═══ RECORD SET

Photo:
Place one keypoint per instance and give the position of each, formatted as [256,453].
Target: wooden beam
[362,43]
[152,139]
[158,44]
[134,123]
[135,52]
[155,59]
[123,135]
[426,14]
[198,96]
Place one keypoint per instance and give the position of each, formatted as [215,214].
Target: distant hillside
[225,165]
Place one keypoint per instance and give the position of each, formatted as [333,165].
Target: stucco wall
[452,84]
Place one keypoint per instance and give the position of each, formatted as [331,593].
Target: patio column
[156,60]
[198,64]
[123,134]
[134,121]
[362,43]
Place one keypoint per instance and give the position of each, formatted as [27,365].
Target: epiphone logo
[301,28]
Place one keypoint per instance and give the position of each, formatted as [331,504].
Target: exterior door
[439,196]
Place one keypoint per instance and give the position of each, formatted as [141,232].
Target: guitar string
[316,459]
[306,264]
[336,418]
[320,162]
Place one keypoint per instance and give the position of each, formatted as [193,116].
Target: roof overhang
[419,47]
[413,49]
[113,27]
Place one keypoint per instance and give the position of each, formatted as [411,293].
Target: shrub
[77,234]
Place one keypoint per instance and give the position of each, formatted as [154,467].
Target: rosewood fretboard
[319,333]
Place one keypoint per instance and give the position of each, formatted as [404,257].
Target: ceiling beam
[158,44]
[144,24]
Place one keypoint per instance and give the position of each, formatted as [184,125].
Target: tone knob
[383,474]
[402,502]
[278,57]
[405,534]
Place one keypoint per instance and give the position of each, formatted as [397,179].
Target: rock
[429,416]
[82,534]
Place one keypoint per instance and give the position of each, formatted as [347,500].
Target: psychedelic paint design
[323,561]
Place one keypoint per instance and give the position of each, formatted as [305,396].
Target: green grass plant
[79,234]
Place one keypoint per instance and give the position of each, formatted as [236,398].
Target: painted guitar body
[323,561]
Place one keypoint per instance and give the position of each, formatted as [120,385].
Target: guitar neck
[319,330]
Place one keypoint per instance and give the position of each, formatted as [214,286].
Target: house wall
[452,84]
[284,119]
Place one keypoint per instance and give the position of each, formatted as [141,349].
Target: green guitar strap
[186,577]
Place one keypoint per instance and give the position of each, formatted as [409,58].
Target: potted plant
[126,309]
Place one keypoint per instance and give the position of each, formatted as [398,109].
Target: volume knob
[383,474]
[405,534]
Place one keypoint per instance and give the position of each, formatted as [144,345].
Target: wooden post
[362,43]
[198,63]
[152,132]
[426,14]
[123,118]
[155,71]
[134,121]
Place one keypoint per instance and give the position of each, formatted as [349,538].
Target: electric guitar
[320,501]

══════

=== DO THIS ===
Edit every one of the records above so that "keypoint" becomes "marker", and leave everything else unchanged.

=== PROBLEM SOLUTION ===
Photo:
Place one marker per instance and give the position of each, formatted as [256,453].
Target: wooden beam
[362,43]
[152,139]
[158,44]
[134,123]
[135,52]
[155,59]
[123,135]
[426,14]
[198,96]
Place one marker per instance and give the position of each, formatted as [215,214].
Target: distant hillside
[225,165]
Place one marker per instance and give the position of each, formatted as [333,165].
Target: stucco wall
[452,84]
Place one marker per instance and give the position of each, formatted as [331,593].
Target: patio column
[156,60]
[198,64]
[123,134]
[134,121]
[362,43]
Place one marker per instance and give the position of each, formatted as [27,365].
Target: epiphone logo
[301,28]
Place one marker per instance and give the position of each, formatted as [331,504].
Target: exterior door
[439,196]
Place one marker per instance and give the position of each, formatted as [141,232].
Target: guitar string
[316,459]
[306,264]
[336,418]
[320,162]
Place one marker per instance and give the position of each, formatted as [193,116].
Target: roof overhang
[419,47]
[413,49]
[113,27]
Place one marker per instance and give the position of each, formatted as [411,293].
Target: shrub
[77,234]
Place one marker per instance and give the position of each, formatted as [154,467].
Target: rosewood fretboard
[319,333]
Place one marker per instance and give the position of each, formatted as [404,257].
Target: ceiling beam
[158,44]
[144,24]
Place one marker per instance and give the position of each, formatted as [184,125].
Target: tone knob
[383,474]
[402,502]
[278,57]
[405,534]
Place one marker per instance and give the position of each, formatted as [397,179].
Target: rock
[429,416]
[82,534]
Place one marker per instance and give the position of each, formatted as [347,500].
Target: psychedelic paint design
[323,561]
Place one marker per instance and give the position of each, formatted as [305,396].
Target: green grass plant
[79,234]
Place one marker per instance and give the position of each, formatted as [236,398].
Target: painted guitar body
[323,561]
Place one marker per instance and give the position of each, formatted as [120,385].
Target: guitar neck
[319,330]
Place one marker per instance and give the position of each, formatted as [214,286].
Target: house wall
[452,84]
[284,119]
Place one marker per instance and give the position of each, formatted as [141,349].
Target: green guitar strap
[186,577]
Place one marker per instance and give the position of each, formatted as [409,58].
Target: potted plant
[126,309]
Place one marker per instance and give the position of each, formatted as [398,109].
Target: volume knob
[383,474]
[405,534]
Place one marker per instance and give the position of each, formatted as [144,345].
Target: wooden post
[362,43]
[198,63]
[152,132]
[426,14]
[123,118]
[155,71]
[134,121]
Place one marker per instance and give the position of each, formatted as [349,538].
Target: electric guitar
[320,501]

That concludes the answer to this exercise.